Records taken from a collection
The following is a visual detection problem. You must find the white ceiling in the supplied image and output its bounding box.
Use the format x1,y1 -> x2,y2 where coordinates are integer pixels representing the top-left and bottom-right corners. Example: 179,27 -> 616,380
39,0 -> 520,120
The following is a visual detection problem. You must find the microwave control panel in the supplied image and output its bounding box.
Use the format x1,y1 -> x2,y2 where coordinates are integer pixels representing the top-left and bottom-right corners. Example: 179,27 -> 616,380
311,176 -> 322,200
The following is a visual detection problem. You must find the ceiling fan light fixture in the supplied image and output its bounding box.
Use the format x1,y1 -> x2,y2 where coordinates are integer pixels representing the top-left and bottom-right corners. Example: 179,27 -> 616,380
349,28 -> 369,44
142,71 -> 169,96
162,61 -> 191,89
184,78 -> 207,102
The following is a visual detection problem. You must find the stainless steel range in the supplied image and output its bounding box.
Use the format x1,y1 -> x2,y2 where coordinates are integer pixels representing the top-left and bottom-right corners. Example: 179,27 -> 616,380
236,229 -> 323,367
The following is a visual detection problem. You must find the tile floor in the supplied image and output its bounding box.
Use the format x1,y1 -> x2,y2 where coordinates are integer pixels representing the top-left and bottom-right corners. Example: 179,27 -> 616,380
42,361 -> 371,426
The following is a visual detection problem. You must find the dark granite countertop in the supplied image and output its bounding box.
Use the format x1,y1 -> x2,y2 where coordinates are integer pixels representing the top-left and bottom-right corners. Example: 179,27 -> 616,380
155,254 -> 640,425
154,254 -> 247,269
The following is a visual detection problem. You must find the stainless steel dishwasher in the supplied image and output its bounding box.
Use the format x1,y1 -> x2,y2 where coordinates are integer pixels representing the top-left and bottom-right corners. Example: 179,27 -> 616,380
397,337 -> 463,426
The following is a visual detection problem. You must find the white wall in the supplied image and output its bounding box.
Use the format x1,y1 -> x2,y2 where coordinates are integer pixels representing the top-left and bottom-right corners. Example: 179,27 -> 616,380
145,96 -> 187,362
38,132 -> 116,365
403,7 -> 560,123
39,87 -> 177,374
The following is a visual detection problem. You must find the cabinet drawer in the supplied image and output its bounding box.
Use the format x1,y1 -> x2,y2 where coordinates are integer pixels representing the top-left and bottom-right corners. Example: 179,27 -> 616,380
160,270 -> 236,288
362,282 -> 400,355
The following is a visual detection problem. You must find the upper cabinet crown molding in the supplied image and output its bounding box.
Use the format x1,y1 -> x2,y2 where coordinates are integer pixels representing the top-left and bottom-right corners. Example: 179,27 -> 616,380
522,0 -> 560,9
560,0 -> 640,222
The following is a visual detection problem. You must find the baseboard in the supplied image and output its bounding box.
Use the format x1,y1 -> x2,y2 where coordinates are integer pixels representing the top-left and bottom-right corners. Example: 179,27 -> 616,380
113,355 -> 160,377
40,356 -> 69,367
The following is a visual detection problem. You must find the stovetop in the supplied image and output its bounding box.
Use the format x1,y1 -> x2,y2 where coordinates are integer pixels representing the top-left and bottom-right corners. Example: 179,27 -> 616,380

## WHAT IS ASKED
Write out all of the items above again, keeping every line unchanged.

## EXERCISE OUTPUT
The following is a visual detection problem. You must find the white ceiling in the supplied image and output its bounding box.
Use the format x1,y1 -> x2,y2 where coordinates are integer pixels representing the top-left and bottom-right corners. Example: 179,27 -> 616,380
39,0 -> 520,120
The following is a visual detection problem. You must find the microwave control panel in the supplied image and output its bounding box.
Use the format x1,y1 -> x2,y2 where coordinates are integer pixels representing the top-left and bottom-right corners. Example: 179,27 -> 616,380
311,176 -> 322,200
The following is a visual detection problem. You must find the ceiling fan light fixture in the supplied image and output its bounding box.
Use the format x1,y1 -> x2,y2 where coordinates are integer pixels representing the top-left and bottom-right corners. Example: 179,27 -> 616,380
349,28 -> 369,44
142,71 -> 169,96
162,61 -> 191,89
184,78 -> 207,102
The following is a visual detection problem. You must find the stainless steel range in the supplied image and output its bounding box.
Use the format x1,y1 -> x2,y2 where coordinates are integer pixels representing the top-left and bottom-right corners. Example: 179,27 -> 616,380
236,229 -> 323,367
The following is a visual detection problem. You must find the tile floor in the supplied image and output its bounding box.
Use the format x1,y1 -> x2,y2 where coordinates are integer pixels representing the top-left and bottom-right corners. Example: 179,27 -> 616,380
42,361 -> 371,426
The following is a visual detection problem. You must find the dark granite countertop in the supplied image and output its bounding box.
Use the format x1,y1 -> x2,y2 where coordinates are integer pixels representing the top-left and bottom-right corners. Example: 179,27 -> 616,380
155,254 -> 640,425
154,254 -> 247,269
The following is a visual detection problem. You must find the stainless steel dishwasher in the supplied image and output its bounding box.
Use the format x1,y1 -> x2,y2 where coordinates are integer pixels representing the top-left and bottom-right corners. Example: 179,27 -> 616,380
397,337 -> 463,426
The following is a visual detection problem. You must find the white wall in the supplied image and output its bounding box.
Use the format x1,y1 -> x2,y2 where coordinates are integer pixels representing the top-left and bottom-right corners. Example: 179,27 -> 616,380
145,96 -> 187,362
38,132 -> 116,365
403,7 -> 560,123
39,87 -> 177,374
The following is a visual detection problem. You must find the cabinet drawer in the supplied image and output its bounding box.
Use the format x1,y1 -> x2,y2 where coordinates are integer pixels representing the top-left and bottom-right corners. Example: 179,27 -> 616,380
160,270 -> 236,288
362,282 -> 400,355
The following is a visual detection problem. You must find the upper cabinet crown molding in the supplied image and output its bounding box.
Use the format x1,y1 -> x2,y2 where coordinates are integer pixels representing the top-left and bottom-right corners. Example: 179,27 -> 616,380
522,0 -> 560,9
560,0 -> 640,222
The following is a visual detection problem. You must find the baseboard in the supplied image and output its bounding box.
Use the format x1,y1 -> x2,y2 where coordinates are integer pixels representing the top-left and bottom-right corners. Example: 179,27 -> 616,380
113,355 -> 160,377
40,356 -> 69,367
The following is a visual detection problem. You must find the stovetop in the supplied image and output its bounding box.
Use the format x1,y1 -> x2,y2 where coordinates are integer pixels representing the top-left and bottom-right corners. Example: 179,27 -> 616,380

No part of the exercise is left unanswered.